**The problem:** Rename "rough mask" to "coarse mask" in the entries from their beginning through the line containing "positive clicks: (544, 10)", and leave everything else unchanged. Return only those lines, without the pictures.

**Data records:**
= = = =

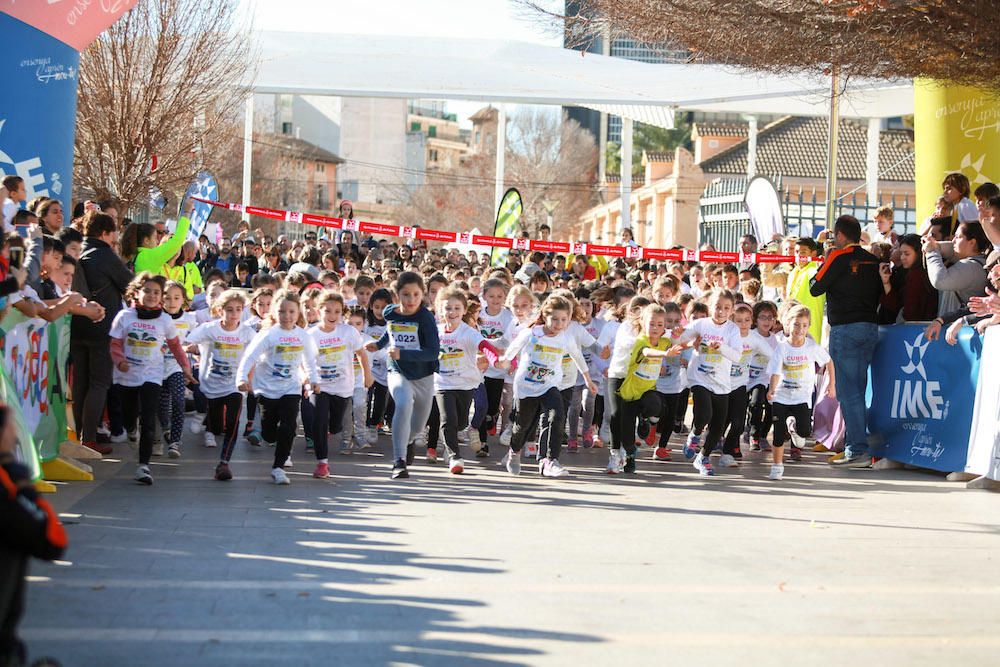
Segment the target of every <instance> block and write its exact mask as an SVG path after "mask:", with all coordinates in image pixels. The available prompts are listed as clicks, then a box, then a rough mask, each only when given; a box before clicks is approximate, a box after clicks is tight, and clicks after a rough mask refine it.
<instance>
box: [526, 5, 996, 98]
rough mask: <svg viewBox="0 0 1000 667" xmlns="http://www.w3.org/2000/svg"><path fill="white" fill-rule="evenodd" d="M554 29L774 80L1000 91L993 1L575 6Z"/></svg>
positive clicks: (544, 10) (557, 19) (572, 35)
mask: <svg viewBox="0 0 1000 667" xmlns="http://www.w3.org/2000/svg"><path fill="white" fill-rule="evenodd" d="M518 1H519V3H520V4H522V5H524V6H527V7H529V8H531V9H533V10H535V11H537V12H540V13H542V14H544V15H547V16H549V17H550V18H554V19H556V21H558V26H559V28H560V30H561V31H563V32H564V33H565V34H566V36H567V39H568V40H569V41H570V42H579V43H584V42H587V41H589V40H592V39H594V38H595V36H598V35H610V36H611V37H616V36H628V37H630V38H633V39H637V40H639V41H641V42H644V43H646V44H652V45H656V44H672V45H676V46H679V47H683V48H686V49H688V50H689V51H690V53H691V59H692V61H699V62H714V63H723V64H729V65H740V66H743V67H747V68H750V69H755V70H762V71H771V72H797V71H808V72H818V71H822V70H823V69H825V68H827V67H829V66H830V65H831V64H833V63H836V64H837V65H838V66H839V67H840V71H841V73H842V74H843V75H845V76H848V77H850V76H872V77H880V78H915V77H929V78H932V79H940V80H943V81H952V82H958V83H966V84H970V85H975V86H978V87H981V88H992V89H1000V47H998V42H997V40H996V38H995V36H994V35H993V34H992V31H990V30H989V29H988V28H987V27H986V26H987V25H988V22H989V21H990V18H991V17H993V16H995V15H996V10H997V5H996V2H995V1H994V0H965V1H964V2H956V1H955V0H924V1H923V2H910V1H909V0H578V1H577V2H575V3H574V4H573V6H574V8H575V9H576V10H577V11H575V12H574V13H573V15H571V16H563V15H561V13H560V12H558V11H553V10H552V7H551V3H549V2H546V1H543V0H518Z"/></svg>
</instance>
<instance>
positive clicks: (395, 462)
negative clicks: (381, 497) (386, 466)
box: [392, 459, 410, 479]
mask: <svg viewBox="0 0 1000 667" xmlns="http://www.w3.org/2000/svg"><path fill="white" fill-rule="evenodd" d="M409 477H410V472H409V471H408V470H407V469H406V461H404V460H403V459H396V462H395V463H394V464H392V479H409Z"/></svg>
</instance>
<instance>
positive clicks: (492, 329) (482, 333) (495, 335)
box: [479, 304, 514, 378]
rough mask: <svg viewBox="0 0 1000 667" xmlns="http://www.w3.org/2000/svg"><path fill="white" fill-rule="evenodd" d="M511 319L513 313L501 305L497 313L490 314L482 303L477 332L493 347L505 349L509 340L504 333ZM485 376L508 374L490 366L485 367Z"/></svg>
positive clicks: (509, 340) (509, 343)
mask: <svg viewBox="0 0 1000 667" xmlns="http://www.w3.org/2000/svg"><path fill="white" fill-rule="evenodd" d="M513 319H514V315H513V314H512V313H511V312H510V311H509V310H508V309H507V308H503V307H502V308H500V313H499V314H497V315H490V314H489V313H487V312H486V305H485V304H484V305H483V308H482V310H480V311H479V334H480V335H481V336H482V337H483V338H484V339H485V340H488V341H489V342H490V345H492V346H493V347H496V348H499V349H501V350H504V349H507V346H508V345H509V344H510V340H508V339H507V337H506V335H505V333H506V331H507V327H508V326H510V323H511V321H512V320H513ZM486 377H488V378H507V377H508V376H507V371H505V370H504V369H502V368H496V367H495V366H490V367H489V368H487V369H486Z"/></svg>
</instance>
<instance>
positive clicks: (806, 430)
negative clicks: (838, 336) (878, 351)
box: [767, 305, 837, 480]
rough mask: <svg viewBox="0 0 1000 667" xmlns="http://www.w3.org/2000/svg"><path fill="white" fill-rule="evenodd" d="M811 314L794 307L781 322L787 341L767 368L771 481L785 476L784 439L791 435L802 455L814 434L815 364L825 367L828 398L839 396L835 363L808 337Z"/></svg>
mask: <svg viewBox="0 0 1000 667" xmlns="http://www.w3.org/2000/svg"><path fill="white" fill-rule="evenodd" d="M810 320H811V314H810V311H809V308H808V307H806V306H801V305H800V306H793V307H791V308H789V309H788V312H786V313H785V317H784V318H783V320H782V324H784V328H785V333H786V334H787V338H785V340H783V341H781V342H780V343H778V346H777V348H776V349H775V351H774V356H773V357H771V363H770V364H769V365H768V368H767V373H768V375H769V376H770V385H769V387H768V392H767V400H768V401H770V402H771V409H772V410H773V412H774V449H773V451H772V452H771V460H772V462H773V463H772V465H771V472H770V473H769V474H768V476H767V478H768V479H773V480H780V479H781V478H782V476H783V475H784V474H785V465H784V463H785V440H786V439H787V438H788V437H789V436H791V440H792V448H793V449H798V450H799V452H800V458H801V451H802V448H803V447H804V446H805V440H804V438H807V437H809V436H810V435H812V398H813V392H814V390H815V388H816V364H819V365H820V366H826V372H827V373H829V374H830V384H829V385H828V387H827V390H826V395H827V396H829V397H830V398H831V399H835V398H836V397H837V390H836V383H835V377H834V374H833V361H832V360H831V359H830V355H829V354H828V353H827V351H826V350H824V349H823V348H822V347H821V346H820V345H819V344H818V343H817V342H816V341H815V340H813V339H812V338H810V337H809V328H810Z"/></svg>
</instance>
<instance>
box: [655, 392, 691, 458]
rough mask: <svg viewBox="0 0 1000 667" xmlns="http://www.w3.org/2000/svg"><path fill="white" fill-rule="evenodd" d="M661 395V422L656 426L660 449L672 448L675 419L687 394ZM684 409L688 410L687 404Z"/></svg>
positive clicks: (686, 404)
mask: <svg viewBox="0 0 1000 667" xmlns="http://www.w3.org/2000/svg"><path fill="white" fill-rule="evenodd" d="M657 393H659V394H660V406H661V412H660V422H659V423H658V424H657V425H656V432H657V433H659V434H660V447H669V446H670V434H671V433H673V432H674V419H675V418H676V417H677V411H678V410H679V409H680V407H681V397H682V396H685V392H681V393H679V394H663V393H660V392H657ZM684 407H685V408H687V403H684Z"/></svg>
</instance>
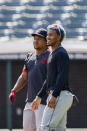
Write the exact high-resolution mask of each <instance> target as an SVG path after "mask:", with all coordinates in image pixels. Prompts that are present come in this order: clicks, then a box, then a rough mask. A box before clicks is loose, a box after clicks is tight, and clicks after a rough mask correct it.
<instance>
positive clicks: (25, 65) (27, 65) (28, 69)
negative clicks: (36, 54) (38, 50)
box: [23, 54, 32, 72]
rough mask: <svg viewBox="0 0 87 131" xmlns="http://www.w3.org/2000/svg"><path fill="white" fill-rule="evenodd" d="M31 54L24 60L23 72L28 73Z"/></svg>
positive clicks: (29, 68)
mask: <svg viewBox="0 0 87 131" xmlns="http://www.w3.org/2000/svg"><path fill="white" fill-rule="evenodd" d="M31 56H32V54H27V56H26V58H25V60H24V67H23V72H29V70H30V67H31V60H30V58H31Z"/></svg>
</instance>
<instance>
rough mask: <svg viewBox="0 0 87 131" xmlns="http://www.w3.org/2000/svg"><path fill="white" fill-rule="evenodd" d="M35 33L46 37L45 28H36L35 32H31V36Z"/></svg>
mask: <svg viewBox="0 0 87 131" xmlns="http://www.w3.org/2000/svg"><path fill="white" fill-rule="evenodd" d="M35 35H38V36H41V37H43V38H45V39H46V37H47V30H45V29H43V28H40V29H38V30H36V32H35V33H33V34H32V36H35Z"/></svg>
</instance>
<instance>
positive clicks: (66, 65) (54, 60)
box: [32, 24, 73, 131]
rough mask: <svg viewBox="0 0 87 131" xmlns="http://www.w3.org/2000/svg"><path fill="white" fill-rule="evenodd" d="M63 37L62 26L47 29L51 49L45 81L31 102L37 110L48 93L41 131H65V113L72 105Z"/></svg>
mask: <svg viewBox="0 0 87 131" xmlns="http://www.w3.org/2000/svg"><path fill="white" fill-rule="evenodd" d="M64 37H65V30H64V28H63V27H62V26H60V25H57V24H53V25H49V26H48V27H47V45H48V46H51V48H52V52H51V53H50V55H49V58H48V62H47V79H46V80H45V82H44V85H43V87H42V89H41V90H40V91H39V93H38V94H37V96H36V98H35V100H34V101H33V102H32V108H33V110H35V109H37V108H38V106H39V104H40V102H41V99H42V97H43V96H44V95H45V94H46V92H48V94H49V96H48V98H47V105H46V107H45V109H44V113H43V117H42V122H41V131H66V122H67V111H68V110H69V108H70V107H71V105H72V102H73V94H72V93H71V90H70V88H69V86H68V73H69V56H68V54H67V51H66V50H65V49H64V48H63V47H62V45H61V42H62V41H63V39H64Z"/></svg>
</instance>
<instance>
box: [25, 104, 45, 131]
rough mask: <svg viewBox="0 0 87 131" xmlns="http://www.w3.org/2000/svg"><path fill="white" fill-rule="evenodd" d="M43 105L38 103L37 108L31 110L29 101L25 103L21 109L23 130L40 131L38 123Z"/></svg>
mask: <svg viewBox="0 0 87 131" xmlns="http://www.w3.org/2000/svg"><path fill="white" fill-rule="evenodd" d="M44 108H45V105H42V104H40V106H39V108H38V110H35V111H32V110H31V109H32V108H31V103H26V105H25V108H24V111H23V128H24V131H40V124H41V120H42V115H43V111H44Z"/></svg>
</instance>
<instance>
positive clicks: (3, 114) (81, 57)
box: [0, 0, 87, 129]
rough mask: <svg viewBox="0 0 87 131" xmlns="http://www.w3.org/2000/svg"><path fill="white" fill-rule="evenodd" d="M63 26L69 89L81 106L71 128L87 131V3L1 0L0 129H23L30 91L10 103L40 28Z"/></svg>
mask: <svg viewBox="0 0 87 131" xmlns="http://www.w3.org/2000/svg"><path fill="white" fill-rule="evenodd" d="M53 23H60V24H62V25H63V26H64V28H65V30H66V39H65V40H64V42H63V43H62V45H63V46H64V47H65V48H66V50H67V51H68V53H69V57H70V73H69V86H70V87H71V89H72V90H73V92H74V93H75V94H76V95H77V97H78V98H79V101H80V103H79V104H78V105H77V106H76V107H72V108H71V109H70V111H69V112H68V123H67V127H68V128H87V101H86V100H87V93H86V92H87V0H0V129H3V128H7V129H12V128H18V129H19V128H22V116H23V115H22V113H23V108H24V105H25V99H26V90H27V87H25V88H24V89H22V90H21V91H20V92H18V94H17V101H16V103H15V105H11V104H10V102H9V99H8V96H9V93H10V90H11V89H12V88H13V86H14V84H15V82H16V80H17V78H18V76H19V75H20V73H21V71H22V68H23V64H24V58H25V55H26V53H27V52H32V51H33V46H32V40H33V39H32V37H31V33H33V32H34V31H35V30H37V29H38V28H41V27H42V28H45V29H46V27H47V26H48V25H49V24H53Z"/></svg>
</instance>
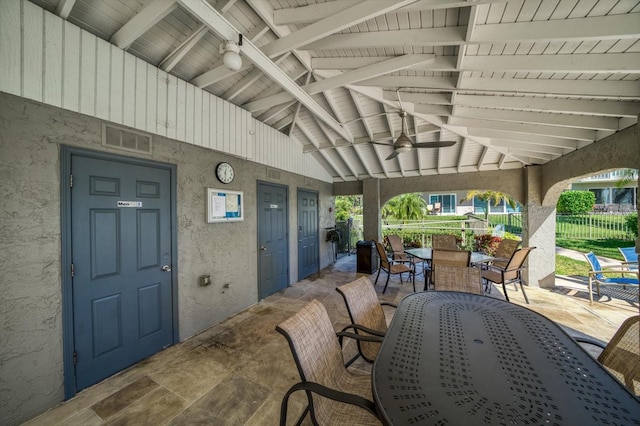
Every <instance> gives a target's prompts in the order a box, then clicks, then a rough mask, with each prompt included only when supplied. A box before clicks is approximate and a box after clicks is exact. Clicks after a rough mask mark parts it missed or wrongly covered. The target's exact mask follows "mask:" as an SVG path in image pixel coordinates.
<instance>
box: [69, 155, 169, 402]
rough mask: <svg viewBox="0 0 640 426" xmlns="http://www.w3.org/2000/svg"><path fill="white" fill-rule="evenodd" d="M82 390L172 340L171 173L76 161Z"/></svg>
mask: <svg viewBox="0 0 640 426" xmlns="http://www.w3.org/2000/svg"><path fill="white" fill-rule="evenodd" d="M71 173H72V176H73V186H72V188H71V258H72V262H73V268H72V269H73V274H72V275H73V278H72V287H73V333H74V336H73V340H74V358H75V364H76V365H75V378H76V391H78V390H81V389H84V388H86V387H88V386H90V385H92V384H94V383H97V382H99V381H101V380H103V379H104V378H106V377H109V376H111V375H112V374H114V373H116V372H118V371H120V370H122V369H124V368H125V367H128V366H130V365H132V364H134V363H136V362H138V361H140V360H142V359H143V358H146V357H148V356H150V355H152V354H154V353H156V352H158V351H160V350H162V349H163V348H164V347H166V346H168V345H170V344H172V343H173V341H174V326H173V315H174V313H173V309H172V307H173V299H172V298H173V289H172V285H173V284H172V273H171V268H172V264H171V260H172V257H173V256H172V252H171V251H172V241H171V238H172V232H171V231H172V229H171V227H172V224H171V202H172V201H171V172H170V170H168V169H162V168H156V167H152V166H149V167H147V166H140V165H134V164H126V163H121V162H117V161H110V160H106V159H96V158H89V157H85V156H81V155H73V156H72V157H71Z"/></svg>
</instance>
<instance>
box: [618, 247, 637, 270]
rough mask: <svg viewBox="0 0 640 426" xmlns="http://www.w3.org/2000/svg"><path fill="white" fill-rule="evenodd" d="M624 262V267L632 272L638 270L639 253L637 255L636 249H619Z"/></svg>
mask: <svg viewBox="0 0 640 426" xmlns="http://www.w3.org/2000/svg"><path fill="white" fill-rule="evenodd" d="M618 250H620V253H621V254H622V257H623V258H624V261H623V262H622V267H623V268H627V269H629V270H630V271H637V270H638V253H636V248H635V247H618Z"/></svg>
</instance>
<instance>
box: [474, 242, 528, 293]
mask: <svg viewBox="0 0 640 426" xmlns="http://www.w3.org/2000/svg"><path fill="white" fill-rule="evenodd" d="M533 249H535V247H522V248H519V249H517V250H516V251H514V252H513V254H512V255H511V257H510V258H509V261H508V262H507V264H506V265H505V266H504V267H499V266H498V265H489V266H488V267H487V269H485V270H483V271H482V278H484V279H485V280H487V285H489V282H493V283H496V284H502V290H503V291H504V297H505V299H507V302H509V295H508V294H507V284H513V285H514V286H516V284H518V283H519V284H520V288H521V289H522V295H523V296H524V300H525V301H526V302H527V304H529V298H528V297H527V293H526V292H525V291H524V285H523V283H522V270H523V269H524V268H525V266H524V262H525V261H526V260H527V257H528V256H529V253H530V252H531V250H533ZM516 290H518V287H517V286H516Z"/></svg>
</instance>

= = = =

**Answer box:**
Segment the target of every <instance> block and write its exact mask as an SVG path after "mask:", with all coordinates in image pixels. The available prompts are listed as clicks, then a box, then a coarse mask, each only when given; a box before clicks is approximate, a box after clicks is tight, and clicks after a coarse mask refine it.
<instance>
box: [526, 5, 996, 98]
coarse mask: <svg viewBox="0 0 1000 667" xmlns="http://www.w3.org/2000/svg"><path fill="white" fill-rule="evenodd" d="M554 29L774 80L1000 91L993 1L575 6Z"/></svg>
positive clicks: (544, 10) (557, 19) (572, 35)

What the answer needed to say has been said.